# Records supplied
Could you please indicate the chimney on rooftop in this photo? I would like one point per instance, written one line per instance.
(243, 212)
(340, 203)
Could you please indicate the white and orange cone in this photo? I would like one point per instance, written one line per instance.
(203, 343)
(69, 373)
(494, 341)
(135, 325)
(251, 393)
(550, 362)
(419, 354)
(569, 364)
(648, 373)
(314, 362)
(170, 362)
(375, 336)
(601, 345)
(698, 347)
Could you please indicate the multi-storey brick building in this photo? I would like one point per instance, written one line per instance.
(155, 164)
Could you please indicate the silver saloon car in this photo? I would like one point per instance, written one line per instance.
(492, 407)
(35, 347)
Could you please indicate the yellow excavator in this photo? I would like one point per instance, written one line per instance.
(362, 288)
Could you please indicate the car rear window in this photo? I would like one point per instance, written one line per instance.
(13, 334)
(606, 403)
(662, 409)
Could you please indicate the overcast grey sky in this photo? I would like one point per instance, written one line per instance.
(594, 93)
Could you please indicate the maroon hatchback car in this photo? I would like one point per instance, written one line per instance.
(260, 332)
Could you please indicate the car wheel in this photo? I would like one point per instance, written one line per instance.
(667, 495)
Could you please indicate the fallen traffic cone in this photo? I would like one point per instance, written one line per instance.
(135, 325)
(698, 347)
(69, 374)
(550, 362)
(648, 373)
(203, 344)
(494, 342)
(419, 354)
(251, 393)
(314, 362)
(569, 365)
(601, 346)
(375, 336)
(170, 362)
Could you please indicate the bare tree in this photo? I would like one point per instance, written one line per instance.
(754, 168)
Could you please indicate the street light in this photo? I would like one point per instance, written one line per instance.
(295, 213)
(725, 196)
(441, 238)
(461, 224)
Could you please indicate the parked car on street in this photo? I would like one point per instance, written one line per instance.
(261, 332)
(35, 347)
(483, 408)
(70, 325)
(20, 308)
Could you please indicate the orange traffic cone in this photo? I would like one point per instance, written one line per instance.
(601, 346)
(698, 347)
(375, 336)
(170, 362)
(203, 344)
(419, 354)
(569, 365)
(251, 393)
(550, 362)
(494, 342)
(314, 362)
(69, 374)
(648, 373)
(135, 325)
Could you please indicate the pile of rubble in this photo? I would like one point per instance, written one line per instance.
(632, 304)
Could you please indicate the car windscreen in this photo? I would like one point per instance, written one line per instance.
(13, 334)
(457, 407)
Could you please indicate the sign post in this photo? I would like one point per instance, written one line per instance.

# What to do
Turn all of the rows above into a numbered list, leaving out any blank lines.

# Problem solution
1. Could you please indicate the chimney on rooftop in this photo? I would like one point per instance, written one line per instance.
2. (243, 212)
3. (340, 203)
4. Could you please indicate the white and orange cone in this photo? I would like one point per instance, written one line per instance.
5. (203, 343)
6. (69, 373)
7. (494, 341)
8. (135, 325)
9. (251, 393)
10. (550, 362)
11. (419, 354)
12. (569, 364)
13. (648, 373)
14. (314, 362)
15. (170, 362)
16. (375, 336)
17. (601, 345)
18. (698, 347)
19. Could you please indicate the multi-storey brick building in this photo? I would like one point per instance, written one line per instance.
20. (155, 164)
21. Could you please indicate the silver saloon car in this photo? I would like one point per instance, written one line per instance.
22. (492, 407)
23. (35, 347)
24. Could you please indicate the yellow excavator in this photo? I would like one point per instance, written one line per instance.
25. (362, 288)
26. Could you please indicate the car rear window in this photo? I would like one point per instance, written one line per instance.
27. (13, 334)
28. (606, 403)
29. (662, 409)
30. Could you please indicate the overcast grey sky in this photo? I would like one point per instance, written one line per instance.
31. (594, 93)
32. Could you please indicate the maroon hatchback car in this photo? I would like one point per instance, written one line per instance.
33. (260, 332)
34. Could you please indicate the car wheel in this photo? I would like one point per instance, written one line per instance.
35. (667, 495)
36. Could you please indicate the fallen traffic cone in this photo? I would like one point per instance, written one line per instance.
37. (135, 325)
38. (698, 347)
39. (69, 374)
40. (550, 362)
41. (648, 373)
42. (203, 344)
43. (494, 342)
44. (419, 354)
45. (251, 393)
46. (314, 362)
47. (569, 365)
48. (601, 346)
49. (375, 336)
50. (170, 362)
51. Could you please indicate the bare tree in this photo? I would like one point per instance, written one line per instance.
52. (754, 168)
53. Could you please indicate the street light in this photo? I would like one point per instance, written one line per instance.
54. (295, 213)
55. (725, 196)
56. (441, 238)
57. (461, 224)
58. Could you please indicate the parked car on street in this photo? I would like one point per instance, written one line per instance.
59. (261, 332)
60. (35, 347)
61. (483, 408)
62. (70, 325)
63. (20, 308)
64. Could you please indicate the orange traffic cone in this photo? I would like one point per instance, written one line per instance.
65. (601, 346)
66. (698, 347)
67. (375, 336)
68. (170, 362)
69. (203, 344)
70. (419, 354)
71. (569, 365)
72. (251, 393)
73. (550, 362)
74. (494, 342)
75. (314, 362)
76. (69, 374)
77. (648, 373)
78. (135, 325)
79. Could you please indicate the pile of rubble in this photo? I would like one point per instance, written one line per instance.
80. (632, 304)
81. Could you please indicate the car windscreen in this photo? I would like one point per instance, written one line per instance.
82. (13, 334)
83. (457, 407)
84. Could you please indicate the sign post in this photo? I would like one point per instance, written one line per instance.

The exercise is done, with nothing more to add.